- Your task -
Reproduce the data verbatim, from the line containing "Provide the segmentation of every instance of the teal" through the end of the data, inclusive.
··· Supplied material ···
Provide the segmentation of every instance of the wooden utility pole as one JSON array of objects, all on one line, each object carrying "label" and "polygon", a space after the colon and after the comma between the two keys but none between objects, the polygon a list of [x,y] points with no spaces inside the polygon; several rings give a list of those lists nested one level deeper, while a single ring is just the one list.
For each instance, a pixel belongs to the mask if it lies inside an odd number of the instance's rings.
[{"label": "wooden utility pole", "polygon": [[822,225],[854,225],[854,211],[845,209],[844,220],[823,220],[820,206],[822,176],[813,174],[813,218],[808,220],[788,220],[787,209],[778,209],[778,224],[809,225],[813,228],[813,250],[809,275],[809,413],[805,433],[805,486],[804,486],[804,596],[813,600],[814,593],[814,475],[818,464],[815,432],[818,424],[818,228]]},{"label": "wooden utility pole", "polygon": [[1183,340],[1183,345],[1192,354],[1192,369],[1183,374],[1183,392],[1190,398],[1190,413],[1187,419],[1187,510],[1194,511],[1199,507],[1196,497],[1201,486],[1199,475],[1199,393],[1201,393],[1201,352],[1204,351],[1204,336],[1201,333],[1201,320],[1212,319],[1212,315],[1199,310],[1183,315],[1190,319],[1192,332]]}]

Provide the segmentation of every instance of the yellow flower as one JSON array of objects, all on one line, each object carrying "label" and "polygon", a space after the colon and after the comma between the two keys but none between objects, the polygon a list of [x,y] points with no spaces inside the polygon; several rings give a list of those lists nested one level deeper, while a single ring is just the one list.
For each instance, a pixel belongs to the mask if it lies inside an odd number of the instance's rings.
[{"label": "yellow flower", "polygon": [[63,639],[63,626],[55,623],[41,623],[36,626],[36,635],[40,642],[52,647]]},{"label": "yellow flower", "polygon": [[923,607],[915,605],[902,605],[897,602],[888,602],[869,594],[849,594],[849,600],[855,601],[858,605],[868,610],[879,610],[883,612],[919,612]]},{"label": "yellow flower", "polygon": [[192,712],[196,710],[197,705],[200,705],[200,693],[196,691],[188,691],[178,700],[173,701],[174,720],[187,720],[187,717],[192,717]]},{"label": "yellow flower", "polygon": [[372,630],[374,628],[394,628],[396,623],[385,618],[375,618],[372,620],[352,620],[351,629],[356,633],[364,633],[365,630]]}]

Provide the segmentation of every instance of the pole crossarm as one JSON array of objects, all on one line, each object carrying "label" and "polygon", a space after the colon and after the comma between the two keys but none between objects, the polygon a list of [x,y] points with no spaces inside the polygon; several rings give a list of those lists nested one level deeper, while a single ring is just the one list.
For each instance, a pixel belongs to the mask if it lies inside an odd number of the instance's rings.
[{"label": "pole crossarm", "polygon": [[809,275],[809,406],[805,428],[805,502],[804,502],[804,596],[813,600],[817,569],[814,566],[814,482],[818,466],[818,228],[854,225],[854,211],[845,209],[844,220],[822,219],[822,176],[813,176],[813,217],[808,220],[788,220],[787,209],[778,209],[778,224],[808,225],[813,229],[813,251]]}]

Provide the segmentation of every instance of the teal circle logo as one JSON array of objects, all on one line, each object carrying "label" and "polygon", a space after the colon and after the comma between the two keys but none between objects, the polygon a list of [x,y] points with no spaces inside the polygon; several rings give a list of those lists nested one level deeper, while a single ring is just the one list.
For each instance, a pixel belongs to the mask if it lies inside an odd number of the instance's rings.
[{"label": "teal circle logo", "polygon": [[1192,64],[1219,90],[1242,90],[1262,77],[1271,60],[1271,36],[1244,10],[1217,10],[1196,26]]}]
···
- Response to the exercise -
Provide the segmentation of every instance of the teal circle logo as one JSON array of objects, all on one line, each object carrying "label" and "polygon", a space after the colon and after the comma between the two keys but none between objects, the polygon a list of [x,y] points with no spaces inside the polygon; several rings give a list of those lists nested one level deeper, while a single ring is just the one list.
For each instance, a pixel belongs to the mask if it lies inside an odd number of the instance's rings.
[{"label": "teal circle logo", "polygon": [[1192,64],[1219,90],[1242,90],[1262,77],[1271,60],[1271,36],[1244,10],[1217,10],[1196,26]]}]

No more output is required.